═════ EXTRACT TO READ
Announcement: New-York Daily Tribune, 20 January 1868, 8.

“The 100th performance of ‘The Grand Duchess of Gerolstein’ will be given by Mr. Bateman’s troupe, this evening, at the French Theater. Boston seems to have taken very kindly to the Duchess. One paper cries out, in a great rush of enthusiasm, that ‘there never was anything so perfect and charming.’ Of Mlle. Tostee we read the usual announcement—that she will positively sing, having ‘entirely receovered from the recent cold.’”

Review: New York Herald, 21 January 1868, 5.

“French Theatre.—Last night the ‘Grand Duchess’ was performed here for the hundredth time by the Bateman company, and was to all appearances as fresh and attractive as ever. The occasion was doubly interesting as the hundredth performance and as the first appearance of the company here since its recent visit to the fog and east wind of Boston. Some of the members return with their throats a little roughened, but all full of spirit and disposed to wear away any small obstacles. Tostée was in perfect voice and sang and acted with all the peculiar charm and piquancy that has made her so deservedly a first class popular favorite. The pieces had a new brilliancy last night from some fresh mountings, and a large and fashionable audience gave its judgment to the effect that the attraction of this exquisite little play is not by any means exhausted yet.”

Review: New York Post, 21 January 1868.

“In spite of the extremely disagreeable weather and of the slippery state of the sidewalks, the French Theatre was last night crowded to its utmost with an audience finely representing the youth, gaiety and fashion of the city. One who had been in the habit of attending the representations of ‘The Grand Duchess’ need not to have been told that the excessive good humor of the throngs in the lobbies was due to the return of the most enjoyed of operas. If the audience was in unusual spirits, the singers caught a new inspiration from an audience so genial and so often enthusiastic. Giuffroy was less sleepy than usual, and Leduc, Lagriffoul and Duchesne—the immortal and irresistibly funny trio—excelled themselves. Not only the principals but all the subordinates seemed to be in extraordinarily good humor, and gave the merriest of operas, with a zest rarely enjoyed.
══════════
═════ EXTRACTED INFORMATION
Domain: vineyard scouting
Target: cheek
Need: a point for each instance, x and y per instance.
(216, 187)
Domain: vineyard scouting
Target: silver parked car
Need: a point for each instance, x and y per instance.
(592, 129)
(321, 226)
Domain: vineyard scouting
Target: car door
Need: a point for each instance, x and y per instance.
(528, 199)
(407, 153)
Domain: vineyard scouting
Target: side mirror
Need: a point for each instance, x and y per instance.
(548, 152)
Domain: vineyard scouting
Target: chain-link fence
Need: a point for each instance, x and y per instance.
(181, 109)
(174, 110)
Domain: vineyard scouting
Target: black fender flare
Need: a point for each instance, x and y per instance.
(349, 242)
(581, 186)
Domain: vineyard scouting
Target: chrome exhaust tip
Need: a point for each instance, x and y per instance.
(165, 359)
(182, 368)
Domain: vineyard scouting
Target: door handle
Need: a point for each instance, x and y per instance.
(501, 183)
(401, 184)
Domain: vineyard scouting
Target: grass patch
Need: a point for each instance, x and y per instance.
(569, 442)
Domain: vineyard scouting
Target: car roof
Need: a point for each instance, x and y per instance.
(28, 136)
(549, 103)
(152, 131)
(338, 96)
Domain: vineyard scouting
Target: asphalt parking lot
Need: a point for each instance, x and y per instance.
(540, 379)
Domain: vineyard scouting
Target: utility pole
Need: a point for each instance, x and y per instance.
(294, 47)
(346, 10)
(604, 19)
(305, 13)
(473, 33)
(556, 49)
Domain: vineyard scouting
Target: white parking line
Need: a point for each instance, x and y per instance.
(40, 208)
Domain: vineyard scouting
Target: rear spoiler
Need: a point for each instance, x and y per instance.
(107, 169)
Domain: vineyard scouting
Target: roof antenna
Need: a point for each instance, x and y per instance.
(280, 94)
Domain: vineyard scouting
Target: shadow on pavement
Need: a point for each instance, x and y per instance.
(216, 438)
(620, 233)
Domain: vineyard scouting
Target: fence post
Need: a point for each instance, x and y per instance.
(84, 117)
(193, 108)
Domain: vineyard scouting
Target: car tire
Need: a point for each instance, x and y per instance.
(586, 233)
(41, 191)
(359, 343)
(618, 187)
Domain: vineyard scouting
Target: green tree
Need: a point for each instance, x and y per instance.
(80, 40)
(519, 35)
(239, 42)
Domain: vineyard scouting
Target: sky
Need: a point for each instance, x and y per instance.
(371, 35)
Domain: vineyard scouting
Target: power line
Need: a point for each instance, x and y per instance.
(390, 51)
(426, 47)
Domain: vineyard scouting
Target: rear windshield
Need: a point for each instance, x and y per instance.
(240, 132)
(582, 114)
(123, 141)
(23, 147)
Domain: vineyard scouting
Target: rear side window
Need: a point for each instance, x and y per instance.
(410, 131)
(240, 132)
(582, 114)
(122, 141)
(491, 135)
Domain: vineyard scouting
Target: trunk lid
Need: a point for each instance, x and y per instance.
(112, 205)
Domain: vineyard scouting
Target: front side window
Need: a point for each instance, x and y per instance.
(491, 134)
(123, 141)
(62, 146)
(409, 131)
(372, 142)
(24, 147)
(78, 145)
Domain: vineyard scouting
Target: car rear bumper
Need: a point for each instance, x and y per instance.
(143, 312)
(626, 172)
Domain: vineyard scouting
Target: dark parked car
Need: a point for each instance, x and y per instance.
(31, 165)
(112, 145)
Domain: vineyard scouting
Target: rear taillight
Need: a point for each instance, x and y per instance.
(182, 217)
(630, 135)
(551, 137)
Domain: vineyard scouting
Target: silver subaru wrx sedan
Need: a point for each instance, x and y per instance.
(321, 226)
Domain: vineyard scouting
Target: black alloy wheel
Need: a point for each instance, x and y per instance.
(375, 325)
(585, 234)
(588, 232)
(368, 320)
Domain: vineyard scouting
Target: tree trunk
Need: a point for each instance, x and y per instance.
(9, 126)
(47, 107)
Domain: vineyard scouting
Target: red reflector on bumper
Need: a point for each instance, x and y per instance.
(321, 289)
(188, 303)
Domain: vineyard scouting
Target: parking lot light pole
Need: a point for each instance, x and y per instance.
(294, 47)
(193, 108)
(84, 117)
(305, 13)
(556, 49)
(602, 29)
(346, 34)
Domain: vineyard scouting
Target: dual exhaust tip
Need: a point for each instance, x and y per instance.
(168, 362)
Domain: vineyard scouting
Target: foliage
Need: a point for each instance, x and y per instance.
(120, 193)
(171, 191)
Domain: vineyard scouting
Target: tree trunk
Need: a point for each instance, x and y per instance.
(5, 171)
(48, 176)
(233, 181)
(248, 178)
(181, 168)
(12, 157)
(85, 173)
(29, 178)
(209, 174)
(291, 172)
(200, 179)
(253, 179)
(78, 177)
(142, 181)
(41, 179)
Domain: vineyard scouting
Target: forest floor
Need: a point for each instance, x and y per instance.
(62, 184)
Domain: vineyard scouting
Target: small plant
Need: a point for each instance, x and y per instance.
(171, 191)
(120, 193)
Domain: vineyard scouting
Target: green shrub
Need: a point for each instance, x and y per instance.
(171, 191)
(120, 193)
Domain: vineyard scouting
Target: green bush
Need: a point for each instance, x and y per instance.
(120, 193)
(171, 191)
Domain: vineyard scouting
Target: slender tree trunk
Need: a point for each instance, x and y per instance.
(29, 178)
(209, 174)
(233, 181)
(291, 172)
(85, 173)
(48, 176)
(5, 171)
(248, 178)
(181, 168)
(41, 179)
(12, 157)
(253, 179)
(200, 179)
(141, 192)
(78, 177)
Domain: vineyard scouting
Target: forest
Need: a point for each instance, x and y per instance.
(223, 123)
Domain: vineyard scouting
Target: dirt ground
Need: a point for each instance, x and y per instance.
══════════
• [WORK TO COMPLETE]:
1. Report every line of the rows that contains the word "pole", copying each line in full.
2. Pick up the 1868 newspaper notices of "The Grand Duchess of Gerolstein" at the point where they stop, and continue them.
The newspaper notices and the rows have nothing to do with each other.

• [EXPECTED RESULTS]:
1.
Target: utility pole
Target: parking lot light pole

2.
Last night was the one hundredth representation of the ‘Grand Duchess’ by Mr. Bateman’s company, but judging by the manner in which it was received, it has taken a new lease of life, and may, apparently, be continued as long as it is thought desirable. It is pretty nearly certain, however, that the opera will only run this week. Mr. Bateman has engagements out of the city to fulfil after this week, and on his return will bring out another of Offenbach’s operas—‘La Belle Helene.’”

Review: New-York Times, 21 January 1868, 4.

“The ‘Grand Duchess’ with her retinue—which includes not only Fritz, but the entire population of New-York—returned to us last night. She had necessarily a vast reception. The house was crowded to its greatest capacity. Beyond this part it is hardly necessary to record anything else. Mlle. Tostee was in admirable voice, and by her delicate tact in acting and perfect knowledge of the music, revived the sensation which she created here when she first assumed the part of the lady of Gerolstein.” 

Review: Courrier des États-Unis, 22 January 1868.

“One of the secrets of Offenbach’s success is that he doesn’t torture the voice. He doesn’t force any of his interpreters to push out inhuman cries, and, through the tempos of so-called symphonists who run up and down, that’s an inappropriate attainment. The popularity of La Grande Duchesse is due in great part to him. That piece, although centenarian [it had just reached its 100th performance], was acclaimed more than ever the night before last in New York. Mlle Tostée, at her entrance, was greeted by a quintuple salvo of applause: she had never been in such good voice; she sang and acted with sparkling liveliness. All the other artists surpassed themselves as well. The maids of honor, whose costumes had been entirely renovated, had their share in the success.

La Grande Duchesse will have a full house every evening this week. Then it will emigrate to Washington, where it will cheer up the sad members of Congress. The President has already got his box. General Grant, who has cried more than once, ‘The enemy! Where’s the enemy?’ will be able to recognize himself in Boum, minus the mutism. M. Stanton, who hangs onto power with all the delicacy of a harpy, has more than one similarity to Puck. He only has a blacker soul. The radicals will learn in the second act how one conspires with wit, and you have to hope that they will take from Offenbach’s work the ingenuity that they lack so completely.”

Announcement: New-York Times, 23 January 1868, 4.

“The house was crowded last night to hear ‘La Grande Duchesse.’ Let us remind our readers that during the present week they have their only remaining chances of witnessing this amusing operetta.”

Review: New-York Daily Tribune, 23 January 1868, 4.

“At the French Theater, last night, the Grand Duchess was given with the liveliest spirit on the part of all the artists, and the enthusiasm of thse present was very demonstrative. To-night will be the last evening representation but one, the Matinée closing the brief season on Saturday. The opera is to be given in Washington on Monday next.”

Announcement: New-York Daily Tribune, 24 January 1868.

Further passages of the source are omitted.